Exercise objective
Copy out every one of the rows below word for word, but leave the pictures out of your answer.
======== Record set
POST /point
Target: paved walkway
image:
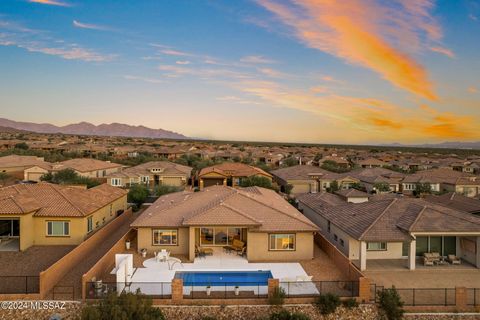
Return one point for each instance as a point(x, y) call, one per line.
point(74, 276)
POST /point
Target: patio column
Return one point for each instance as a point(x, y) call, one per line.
point(478, 252)
point(363, 256)
point(412, 251)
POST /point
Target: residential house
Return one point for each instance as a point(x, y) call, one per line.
point(400, 230)
point(269, 227)
point(153, 173)
point(229, 174)
point(49, 214)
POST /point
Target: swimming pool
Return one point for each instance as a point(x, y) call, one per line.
point(222, 278)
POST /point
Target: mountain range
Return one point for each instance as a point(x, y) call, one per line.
point(86, 128)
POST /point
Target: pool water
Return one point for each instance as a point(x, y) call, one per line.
point(217, 278)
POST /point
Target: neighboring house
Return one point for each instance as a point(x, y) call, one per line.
point(306, 179)
point(457, 201)
point(153, 173)
point(443, 180)
point(371, 163)
point(270, 227)
point(302, 178)
point(395, 229)
point(229, 174)
point(15, 165)
point(49, 214)
point(90, 168)
point(353, 195)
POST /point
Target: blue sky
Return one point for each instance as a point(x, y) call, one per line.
point(315, 71)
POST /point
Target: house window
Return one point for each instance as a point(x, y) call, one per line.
point(89, 224)
point(58, 228)
point(116, 182)
point(376, 246)
point(282, 242)
point(165, 237)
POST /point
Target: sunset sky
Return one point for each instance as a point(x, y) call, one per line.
point(350, 71)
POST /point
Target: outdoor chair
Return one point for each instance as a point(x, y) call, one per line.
point(453, 259)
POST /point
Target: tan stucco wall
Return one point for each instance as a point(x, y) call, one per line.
point(258, 245)
point(145, 239)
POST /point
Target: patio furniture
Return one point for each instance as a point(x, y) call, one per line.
point(453, 259)
point(204, 251)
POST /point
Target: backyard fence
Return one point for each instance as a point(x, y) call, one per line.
point(19, 284)
point(227, 290)
point(306, 289)
point(155, 290)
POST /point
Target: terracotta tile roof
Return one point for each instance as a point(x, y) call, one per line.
point(393, 219)
point(234, 169)
point(168, 168)
point(50, 200)
point(86, 164)
point(219, 205)
point(456, 201)
point(20, 161)
point(299, 172)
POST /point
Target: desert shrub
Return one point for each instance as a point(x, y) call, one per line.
point(350, 303)
point(287, 315)
point(327, 303)
point(278, 297)
point(134, 306)
point(390, 304)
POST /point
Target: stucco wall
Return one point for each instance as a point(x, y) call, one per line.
point(258, 245)
point(145, 239)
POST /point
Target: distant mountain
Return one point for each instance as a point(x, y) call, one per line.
point(442, 145)
point(85, 128)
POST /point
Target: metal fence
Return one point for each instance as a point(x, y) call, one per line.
point(315, 288)
point(19, 284)
point(243, 290)
point(473, 297)
point(155, 290)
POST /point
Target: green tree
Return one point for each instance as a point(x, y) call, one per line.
point(422, 189)
point(21, 146)
point(256, 181)
point(126, 306)
point(381, 186)
point(137, 194)
point(390, 304)
point(290, 162)
point(3, 177)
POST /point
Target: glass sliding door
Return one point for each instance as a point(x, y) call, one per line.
point(449, 246)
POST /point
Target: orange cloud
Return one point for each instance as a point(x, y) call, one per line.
point(367, 118)
point(449, 53)
point(361, 33)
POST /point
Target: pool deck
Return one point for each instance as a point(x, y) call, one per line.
point(149, 278)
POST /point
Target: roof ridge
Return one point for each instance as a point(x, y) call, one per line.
point(66, 198)
point(284, 213)
point(378, 218)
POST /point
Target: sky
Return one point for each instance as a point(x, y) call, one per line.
point(321, 71)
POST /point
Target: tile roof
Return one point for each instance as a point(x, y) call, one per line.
point(87, 164)
point(456, 201)
point(393, 219)
point(235, 169)
point(50, 200)
point(219, 205)
point(168, 168)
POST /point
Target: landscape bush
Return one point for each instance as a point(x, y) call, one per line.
point(327, 303)
point(278, 297)
point(126, 306)
point(390, 304)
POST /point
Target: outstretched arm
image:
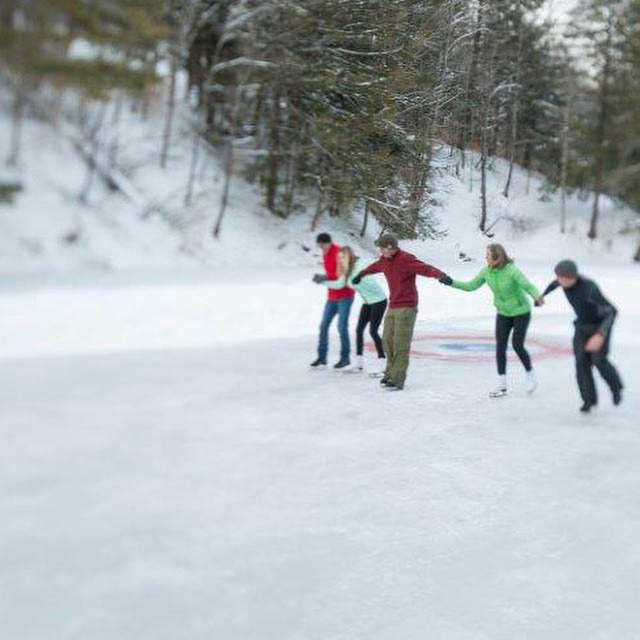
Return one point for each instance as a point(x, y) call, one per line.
point(374, 267)
point(340, 283)
point(470, 285)
point(552, 286)
point(524, 283)
point(423, 269)
point(605, 310)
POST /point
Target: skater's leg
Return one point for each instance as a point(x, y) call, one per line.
point(608, 372)
point(377, 313)
point(363, 319)
point(584, 372)
point(403, 334)
point(520, 325)
point(344, 308)
point(330, 310)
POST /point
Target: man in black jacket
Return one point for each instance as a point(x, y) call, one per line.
point(595, 316)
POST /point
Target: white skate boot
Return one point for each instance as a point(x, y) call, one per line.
point(532, 383)
point(501, 388)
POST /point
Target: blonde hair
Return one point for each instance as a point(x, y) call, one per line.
point(499, 255)
point(346, 260)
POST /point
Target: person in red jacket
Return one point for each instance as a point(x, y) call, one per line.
point(338, 303)
point(400, 269)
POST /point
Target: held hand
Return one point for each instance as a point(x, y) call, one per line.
point(594, 343)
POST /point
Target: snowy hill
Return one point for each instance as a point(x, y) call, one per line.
point(171, 463)
point(47, 228)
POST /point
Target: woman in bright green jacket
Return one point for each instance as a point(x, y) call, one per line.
point(510, 288)
point(374, 302)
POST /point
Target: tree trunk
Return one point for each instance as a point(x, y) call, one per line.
point(274, 151)
point(16, 125)
point(515, 107)
point(92, 156)
point(115, 123)
point(319, 211)
point(483, 179)
point(195, 152)
point(601, 133)
point(470, 91)
point(366, 219)
point(168, 123)
point(563, 167)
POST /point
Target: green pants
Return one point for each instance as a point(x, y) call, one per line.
point(396, 336)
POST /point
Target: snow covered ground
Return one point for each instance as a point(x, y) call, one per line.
point(171, 469)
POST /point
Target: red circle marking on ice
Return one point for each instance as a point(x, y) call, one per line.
point(540, 349)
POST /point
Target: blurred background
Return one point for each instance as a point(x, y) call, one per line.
point(168, 471)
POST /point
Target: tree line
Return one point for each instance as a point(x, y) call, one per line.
point(343, 103)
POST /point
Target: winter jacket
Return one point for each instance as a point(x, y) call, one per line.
point(401, 270)
point(591, 307)
point(509, 286)
point(331, 271)
point(368, 288)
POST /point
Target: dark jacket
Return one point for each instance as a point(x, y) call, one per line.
point(591, 307)
point(331, 271)
point(400, 271)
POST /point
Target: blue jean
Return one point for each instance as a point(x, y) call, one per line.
point(341, 308)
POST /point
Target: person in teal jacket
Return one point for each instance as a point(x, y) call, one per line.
point(374, 301)
point(510, 288)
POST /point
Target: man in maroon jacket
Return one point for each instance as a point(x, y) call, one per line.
point(338, 303)
point(400, 269)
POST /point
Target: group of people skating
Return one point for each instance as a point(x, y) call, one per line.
point(345, 274)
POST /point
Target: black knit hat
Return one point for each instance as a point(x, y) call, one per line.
point(387, 241)
point(567, 269)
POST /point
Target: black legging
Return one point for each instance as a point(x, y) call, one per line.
point(371, 314)
point(504, 324)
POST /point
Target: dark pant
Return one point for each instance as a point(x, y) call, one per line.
point(370, 314)
point(586, 361)
point(504, 324)
point(341, 308)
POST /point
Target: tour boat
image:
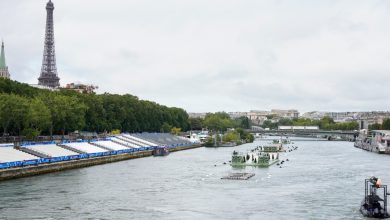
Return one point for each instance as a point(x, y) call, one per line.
point(375, 141)
point(373, 206)
point(255, 157)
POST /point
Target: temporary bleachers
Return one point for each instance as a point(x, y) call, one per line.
point(9, 154)
point(131, 140)
point(85, 147)
point(111, 145)
point(52, 150)
point(124, 142)
point(139, 140)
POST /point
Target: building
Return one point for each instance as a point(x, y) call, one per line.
point(291, 113)
point(81, 88)
point(234, 115)
point(49, 76)
point(258, 117)
point(3, 66)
================
Result of the exercise
POST /point
Target: paved walkway
image:
Return one point for each instance as a point(x, y) call, one per line.
point(74, 276)
POST /point
Target: patio column
Return one point for each instance as a point(x, y) call, one per line.
point(478, 252)
point(363, 256)
point(412, 251)
POST /point
Target: residential house
Return one point for each instance as a point(x, y) call, one per line.
point(400, 230)
point(269, 227)
point(153, 173)
point(229, 174)
point(49, 214)
POST /point
Target: swimming pool
Return one point for each instance as a point(x, y) call, one per line.
point(222, 278)
POST /point
Target: mountain range
Return one point for each instance as a point(x, y) call, one per line.
point(86, 128)
POST /point
Target: pool water
Return one point for each instance as a point(x, y) call, one per line.
point(217, 278)
POST /point
Target: neighboring house
Return one point for each instance as a point(x, y) call, one per line.
point(306, 179)
point(457, 201)
point(153, 173)
point(443, 180)
point(371, 163)
point(270, 227)
point(302, 178)
point(395, 229)
point(229, 174)
point(15, 165)
point(49, 214)
point(90, 168)
point(353, 195)
POST /point
Target: blue sky
Return one point for each instance as a point(x, y) call, one per line.
point(315, 71)
POST /point
Target: house window
Return one point for each instance as a point(x, y) call, one per line.
point(89, 224)
point(58, 228)
point(116, 182)
point(376, 246)
point(282, 242)
point(165, 237)
POST /point
Target: sunset sky
Return one point for each instance as a point(x, y) call, one per line.
point(350, 71)
POST /point
Target: outdoor chair
Return one point for each instance as a point(x, y) call, one per line.
point(453, 259)
POST /point
Target: tan stucco wall
Return one point for each instance as a point(x, y) call, one per line.
point(258, 245)
point(145, 239)
POST /point
Target: patio furniture
Return one point for each instance as a point(x, y) call, one per line.
point(453, 259)
point(204, 251)
POST /point
Target: backyard fence
Return one point for each instance as a point(x, y) call, one per line.
point(19, 284)
point(227, 290)
point(306, 289)
point(155, 290)
POST /point
Target: terracotta tile roof
Return one point for each instance as a point(x, y) call, one per line.
point(393, 219)
point(234, 169)
point(168, 168)
point(50, 200)
point(86, 164)
point(219, 205)
point(456, 201)
point(20, 161)
point(299, 172)
POST /point
Target: desert shrub
Return one point for each instance as a point(x, y) call, one per line.
point(350, 303)
point(287, 315)
point(327, 303)
point(278, 297)
point(134, 306)
point(390, 304)
POST /point
Target: stucco wall
Return one point for each instance as a point(x, y) call, one per line.
point(258, 245)
point(145, 239)
POST /point
Target: distant mountain
Return one point for each instance as a point(x, y) call, one per line.
point(442, 145)
point(85, 128)
POST /point
Target: metal fence
Return one point for each instance as a point(x, y) call, one per line.
point(315, 288)
point(19, 284)
point(243, 290)
point(473, 297)
point(155, 290)
POST /point
Target: green tree
Return one point for each instance as a point(x, y) call, one per line.
point(422, 189)
point(21, 146)
point(256, 181)
point(126, 306)
point(381, 186)
point(137, 194)
point(390, 304)
point(290, 162)
point(3, 177)
POST /point
Target: glass sliding door
Return one point for each instance as a point(x, y) call, one per line.
point(449, 246)
POST /point
Target: orange cloud
Return one point for each instance as a point(x, y) call, one per line.
point(367, 118)
point(449, 53)
point(361, 33)
POST /point
Target: pool deck
Return one point for each instance as a point(x, y) call, one per line.
point(149, 278)
POST /point
Target: roof ridge
Return one point for each instance as a point(x, y) call, one per line.
point(66, 198)
point(284, 213)
point(378, 218)
POST /point
Target: sky
Return one point for each instance as a point(x, y) call, one per line.
point(321, 71)
POST /point
Target: tile roof
Return one point for each instance as a point(x, y) call, one per line.
point(87, 164)
point(456, 201)
point(393, 219)
point(235, 169)
point(50, 200)
point(219, 205)
point(168, 168)
POST /point
Target: landscape bush
Return one point for each instance as a point(x, y) call, one per line.
point(327, 303)
point(278, 297)
point(126, 306)
point(390, 304)
POST /point
Target: outstretched arm
image:
Return one point for each instance as a point(x, y) call, one per line.
point(374, 267)
point(340, 283)
point(470, 285)
point(552, 286)
point(524, 283)
point(423, 269)
point(605, 310)
POST /point
Target: skater's leg
Return one point for each instance as a point(x, y) call, one per line.
point(608, 372)
point(377, 313)
point(363, 319)
point(584, 372)
point(403, 334)
point(520, 325)
point(344, 308)
point(330, 310)
POST /point
Target: man in black jacket
Return one point for each instance as a point(x, y) call, one per line.
point(595, 316)
POST /point
Target: white skate boot
Return one point for each instance as a point(x, y) call, one per line.
point(532, 383)
point(501, 388)
POST /point
Target: blonde hair
Return one point for each instance as a point(x, y) call, one per line.
point(499, 255)
point(346, 260)
POST /point
Target: person in red jacket
Return one point for each instance as a point(x, y) call, one per line.
point(338, 303)
point(400, 269)
POST /point
Target: held hand
Return one point for each instance as a point(x, y) call, one per line.
point(594, 343)
POST /point
Target: snowy hill
Return one point for each instance as a point(x, y) call, one per line.
point(171, 463)
point(47, 228)
POST /point
Target: woman in bright green jacket
Return one point for each instance as a point(x, y) call, one per line.
point(510, 288)
point(374, 302)
POST /point
Target: tree trunk
Return one point for each instance as a point(x, y) call, one per line.
point(274, 151)
point(16, 125)
point(515, 107)
point(92, 156)
point(115, 123)
point(319, 211)
point(483, 179)
point(195, 152)
point(601, 133)
point(470, 91)
point(366, 219)
point(168, 123)
point(563, 167)
POST /point
Target: green pants
Return one point for each instance as a point(x, y) call, one per line.
point(396, 336)
POST /point
Target: snow covered ground
Return one point for each instance as a point(x, y) call, one per line.
point(171, 469)
POST /point
Target: red circle marking on ice
Return one point for each instance as a point(x, y) call, one per line.
point(540, 349)
POST /point
Target: blurred background
Return one point for each instance as a point(x, y) call, one per line.
point(168, 471)
POST /point
Target: tree line
Return one point for each instance as a point(x, y) call, one per line.
point(343, 103)
POST /point
Target: winter jacket
Return one point for each instance as a point(x, y) call, one per line.
point(401, 270)
point(591, 307)
point(509, 286)
point(331, 271)
point(368, 288)
POST /point
Target: dark jacket
Return one point for each instance as a point(x, y) call, one per line.
point(591, 307)
point(331, 271)
point(400, 271)
POST /point
Target: blue jean
Return one point for each instance as a point(x, y) call, one per line.
point(341, 308)
POST /point
Target: person in teal jacket
Return one point for each instance as a point(x, y) call, one per line.
point(374, 301)
point(510, 288)
POST /point
Target: man in maroon jacket
Return one point for each instance as a point(x, y) call, one per line.
point(338, 303)
point(400, 269)
POST /point
Target: group of people skating
Return one point for each instance as a point(x, y) call, one per line.
point(345, 274)
POST /point
Target: black knit hat
Return one point for each instance as a point(x, y) call, one per line.
point(387, 241)
point(567, 269)
POST /point
Target: black legging
Return one point for each instance as a point(x, y) call, one per line.
point(371, 314)
point(504, 324)
POST /point
Target: dark pant
Return one point for each instance as a point(x, y) call, one per line.
point(370, 314)
point(586, 361)
point(504, 324)
point(341, 308)
POST /point
Target: tour boat
image:
Return one point for each instance as a point(x, y) call, one per line.
point(375, 141)
point(373, 206)
point(255, 157)
POST /point
Target: temporary bleachers
Return one point for each instance as a point(x, y) call, one per line.
point(9, 154)
point(131, 140)
point(85, 147)
point(111, 145)
point(52, 150)
point(124, 142)
point(139, 140)
POST /point
Target: building
Return one point for each instance as a point(x, y) call, one per line.
point(291, 113)
point(81, 88)
point(234, 115)
point(49, 76)
point(258, 117)
point(3, 66)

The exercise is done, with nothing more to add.